Data section:

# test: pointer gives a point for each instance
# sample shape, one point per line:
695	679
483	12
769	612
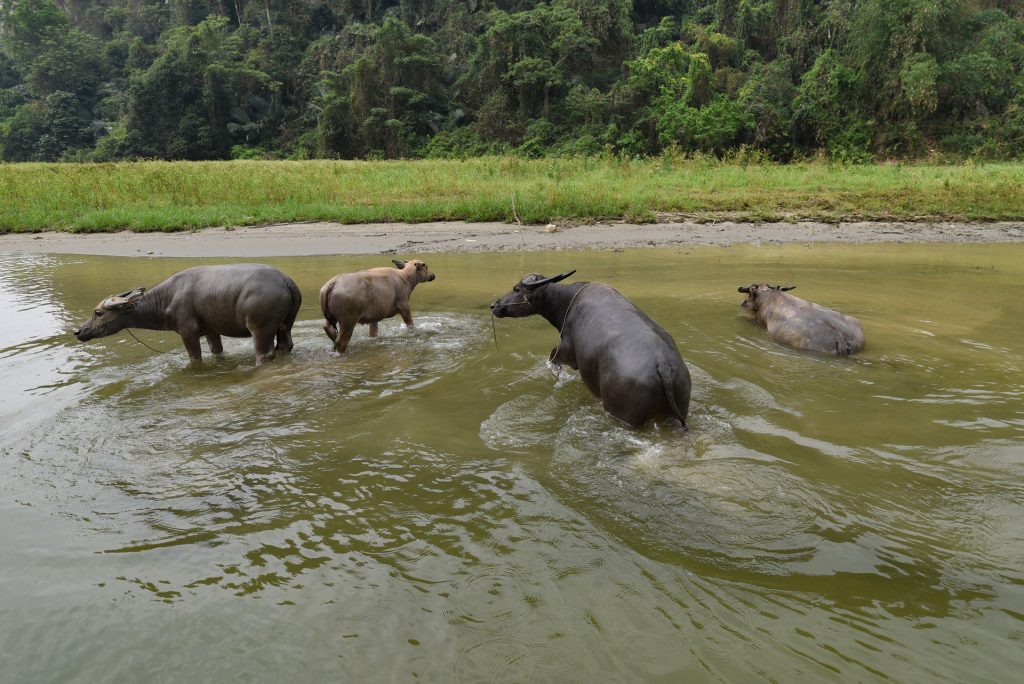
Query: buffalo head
110	315
521	300
751	304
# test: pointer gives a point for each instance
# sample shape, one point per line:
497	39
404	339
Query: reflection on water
437	503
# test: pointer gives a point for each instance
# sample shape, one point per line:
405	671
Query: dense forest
853	80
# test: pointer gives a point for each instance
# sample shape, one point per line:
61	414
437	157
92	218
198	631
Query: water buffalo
235	300
624	357
369	297
800	324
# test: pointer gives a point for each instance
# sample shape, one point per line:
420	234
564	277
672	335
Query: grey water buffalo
369	297
624	357
233	300
801	324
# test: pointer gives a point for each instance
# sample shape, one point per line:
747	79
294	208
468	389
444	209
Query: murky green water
432	507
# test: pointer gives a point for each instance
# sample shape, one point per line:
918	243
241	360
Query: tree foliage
190	79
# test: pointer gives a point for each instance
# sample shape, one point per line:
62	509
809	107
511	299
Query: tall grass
173	196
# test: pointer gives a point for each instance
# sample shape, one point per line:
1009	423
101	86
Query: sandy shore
309	239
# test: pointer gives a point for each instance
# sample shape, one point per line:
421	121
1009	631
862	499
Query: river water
437	506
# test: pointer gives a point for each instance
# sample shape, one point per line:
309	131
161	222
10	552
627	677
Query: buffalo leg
192	346
407	315
344	335
216	347
263	343
285	342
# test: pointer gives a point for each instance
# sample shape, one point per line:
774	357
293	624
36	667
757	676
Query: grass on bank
174	196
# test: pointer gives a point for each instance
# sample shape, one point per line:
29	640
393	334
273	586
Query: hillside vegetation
172	196
851	80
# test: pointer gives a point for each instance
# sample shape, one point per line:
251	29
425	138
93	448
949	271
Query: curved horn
124	300
534	285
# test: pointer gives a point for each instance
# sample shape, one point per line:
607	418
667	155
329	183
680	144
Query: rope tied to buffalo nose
142	343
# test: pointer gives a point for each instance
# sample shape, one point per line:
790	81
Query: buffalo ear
126	300
534	285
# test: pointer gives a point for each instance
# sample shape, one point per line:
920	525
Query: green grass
175	196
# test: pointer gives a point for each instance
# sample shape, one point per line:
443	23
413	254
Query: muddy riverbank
312	239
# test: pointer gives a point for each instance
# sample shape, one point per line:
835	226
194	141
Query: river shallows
430	506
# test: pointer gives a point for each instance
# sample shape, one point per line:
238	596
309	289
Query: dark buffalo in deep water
801	324
369	297
235	300
624	357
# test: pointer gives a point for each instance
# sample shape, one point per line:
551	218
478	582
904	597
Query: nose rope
569	308
141	342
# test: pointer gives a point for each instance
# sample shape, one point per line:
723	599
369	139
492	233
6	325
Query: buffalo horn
532	285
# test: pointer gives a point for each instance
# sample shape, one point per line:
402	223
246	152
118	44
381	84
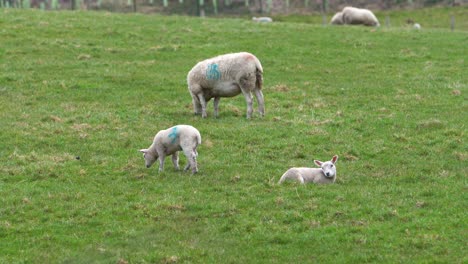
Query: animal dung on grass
169	142
226	76
323	175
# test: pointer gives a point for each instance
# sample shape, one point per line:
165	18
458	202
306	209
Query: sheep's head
328	167
149	156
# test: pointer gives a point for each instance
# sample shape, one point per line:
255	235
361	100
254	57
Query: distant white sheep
325	174
226	76
169	142
337	19
262	19
358	16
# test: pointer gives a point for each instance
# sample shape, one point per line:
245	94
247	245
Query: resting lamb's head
150	157
328	167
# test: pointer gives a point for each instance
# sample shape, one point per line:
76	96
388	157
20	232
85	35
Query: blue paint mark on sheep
173	135
212	72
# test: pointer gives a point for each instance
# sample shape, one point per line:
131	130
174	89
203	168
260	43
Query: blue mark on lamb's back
174	133
212	72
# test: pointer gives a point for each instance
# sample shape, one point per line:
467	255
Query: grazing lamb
226	76
262	19
169	142
337	19
357	16
325	174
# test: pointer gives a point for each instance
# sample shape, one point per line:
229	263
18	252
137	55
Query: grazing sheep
337	19
325	174
357	16
226	76
169	142
262	19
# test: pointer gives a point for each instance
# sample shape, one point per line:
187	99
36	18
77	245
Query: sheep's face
150	158
328	167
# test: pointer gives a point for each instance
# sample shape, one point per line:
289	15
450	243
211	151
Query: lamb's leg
216	105
260	101
161	162
191	155
175	160
196	105
248	99
203	104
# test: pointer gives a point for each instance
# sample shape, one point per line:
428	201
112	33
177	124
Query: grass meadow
82	92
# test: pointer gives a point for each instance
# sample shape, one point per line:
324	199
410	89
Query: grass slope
98	86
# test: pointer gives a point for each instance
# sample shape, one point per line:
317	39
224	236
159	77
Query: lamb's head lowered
328	167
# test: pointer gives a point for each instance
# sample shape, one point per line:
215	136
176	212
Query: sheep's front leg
216	105
161	162
175	160
260	101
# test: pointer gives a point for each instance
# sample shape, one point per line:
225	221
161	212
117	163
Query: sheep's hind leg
248	99
175	160
201	97
191	160
216	105
260	101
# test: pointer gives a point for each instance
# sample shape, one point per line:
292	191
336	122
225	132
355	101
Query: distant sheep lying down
169	142
325	174
355	16
262	19
226	76
337	19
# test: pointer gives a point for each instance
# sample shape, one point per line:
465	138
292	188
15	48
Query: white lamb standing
337	19
169	142
323	175
356	16
226	76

To be done: Pictures excluded, quote all the data above exactly.

Finished answer:
# test: pointer gives a point for each instance
# sample shape, one point per line:
695	679
483	12
769	612
Query: buffalo head
110	315
521	300
751	304
# test: pointer gives a point for each instance
# sample shape, one point per line:
497	39
404	339
Query: reflection on water
437	503
# test: pointer gives a point for each instance
# sample shape, one point per line:
405	671
Query: dense forest
853	80
# test: pointer gives a point for each instance
# sample shape, one point per line:
61	414
437	157
92	218
198	631
Query: water buffalo
235	300
624	357
369	297
800	324
# test: pointer gives a point for each instance
# sample shape, one point per line:
420	234
564	277
672	335
Query: grey water buffalo
369	297
624	357
233	300
801	324
# test: pointer gives a point for each instance
# sample shape, one point per line:
747	79
294	208
468	389
444	209
Query: murky green water
432	507
# test: pointer gives a point for each instance
# sample shape, one point per line:
918	243
241	360
Query: tree foliage
190	79
# test: pointer gives a point for each instance
# sample shape, one point per line:
62	509
809	107
511	299
Query: tall grass
173	196
# test: pointer gives a point for each instance
# sample shape, one point per line:
1009	423
101	86
Query: sandy shore
309	239
# test: pointer gives a point for each instance
# sample shape, one point per line:
421	121
1009	631
862	499
Query: river water
437	506
# test: pointer gives a point for each instance
# sample shape, one point per line:
309	131
161	222
10	552
627	677
Query: buffalo leg
192	346
407	315
344	335
216	347
263	343
285	342
# test: pointer gives a point for each instance
# sample shape, one point per line:
774	357
293	624
36	667
757	676
Query: grass on bank
174	196
# test: pointer gives a point for each instance
# sample shape, one point per line:
29	640
393	334
273	586
Query: hillside vegetation
172	196
851	80
# test: pointer gives a point for each instance
# sample shape, one point per line:
251	29
425	138
93	448
949	271
Query: curved horn
124	300
534	285
# test: pointer gives a point for each instance
# sample shape, one point per line:
607	418
667	155
329	183
680	144
Query: rope tied to buffalo nose
142	343
# test: pointer gives a point for each instance
# sample shape, one point per line:
790	81
Query: buffalo ear
126	300
534	285
# test: pointer gives a point for each instance
# sample shape, one point per line:
920	525
Query: green grass
175	196
# test: pointer gives a point for each instance
# sample shape, one point per line:
443	23
413	254
Query: muddy riverbank
312	239
# test: pointer gives a point for each instance
# sample shape, one point per line:
835	226
194	141
Query: river shallows
430	506
# test: pointer gives a point for each instance
# sample shape, one point per line:
238	596
309	289
Query: dark buffalo in deep water
801	324
369	297
235	300
624	357
# test: pointer gives a point for each instance
# sample shape, one point per line:
551	218
478	582
904	597
Query: nose rope
569	308
141	342
# test: pointer gives a point for each instance
# sample shape, one point per line:
723	599
369	139
492	233
6	325
Query: buffalo horn
532	285
# test: pointer gives a point for each instance
# sample shape, one point per line:
402	223
246	152
118	44
381	84
Query: animal dung on grass
169	142
226	76
323	175
# test: pointer gives a point for each instance
# sample shape, one point per line:
165	18
458	202
306	209
Query: sheep's head
328	167
149	156
# test: pointer gives a point for each instance
# sample shape, one point per line:
255	235
361	100
254	57
Query: distant white sheep
325	174
226	76
169	142
337	19
262	19
358	16
# test: pointer gives a point for each instance
# sample shape, one point per line:
245	94
247	245
Query: resting lamb's head
150	157
328	167
# test: pointer gives a point for each instance
# sample shape, one point per line:
76	96
388	157
20	232
85	35
Query: blue paint mark on sheep
173	135
212	72
# test: pointer gives a point for each instance
# sample shape, one point per line:
131	130
174	89
203	168
260	43
Query: blue mark on lamb's back
174	133
212	72
# test: pointer gives a point for each instance
# sample shape, one point per line:
467	255
Query: grazing lamb
226	76
262	19
169	142
337	19
357	16
325	174
# test: pointer gives a point for each instance
# sample shape, one point per line:
229	263
18	252
137	55
Query: grazing sheep
337	19
325	174
357	16
226	76
169	142
262	19
# test: pointer gives a point for each instance
# sample shape, one point per line:
187	99
36	18
77	245
Query: sheep's face
150	158
328	167
# test: pointer gives a point for each instance
# sample shape, one point per line:
289	15
450	243
211	151
Query: lamb's leg
216	105
260	101
161	162
191	155
175	160
196	105
248	99
203	104
# test: pointer gives a point for each instance
# sample shape, one point per line:
428	201
112	33
177	124
Query: grass meadow
82	92
# test: pointer gives a point for each instance
# sample shape, one point per line:
324	199
410	89
Query: grass slope
98	86
# test: pointer gives a point for each instance
# sample shape, one point per line:
317	39
224	236
159	77
Query: lamb's head lowered
328	167
# test: pointer gives a point for each instance
# sample shape, one point per line:
215	136
176	212
Query: sheep's front leg
216	105
161	162
175	160
260	101
# test: pointer gives a point for each instance
# sample shape, one point per line:
225	221
161	212
117	163
Query: sheep's hind leg
248	99
175	160
201	97
191	160
216	105
260	101
# test: pointer gives a point for each instance
# sample shape, one point per line:
292	191
336	122
225	132
355	101
Query: distant sheep lying down
169	142
325	174
355	16
262	19
226	76
337	19
# test: pointer gives a point for each instance
# sample shape, one point per line:
465	138
292	188
15	48
Query: white lamb standing
337	19
169	142
323	175
356	16
226	76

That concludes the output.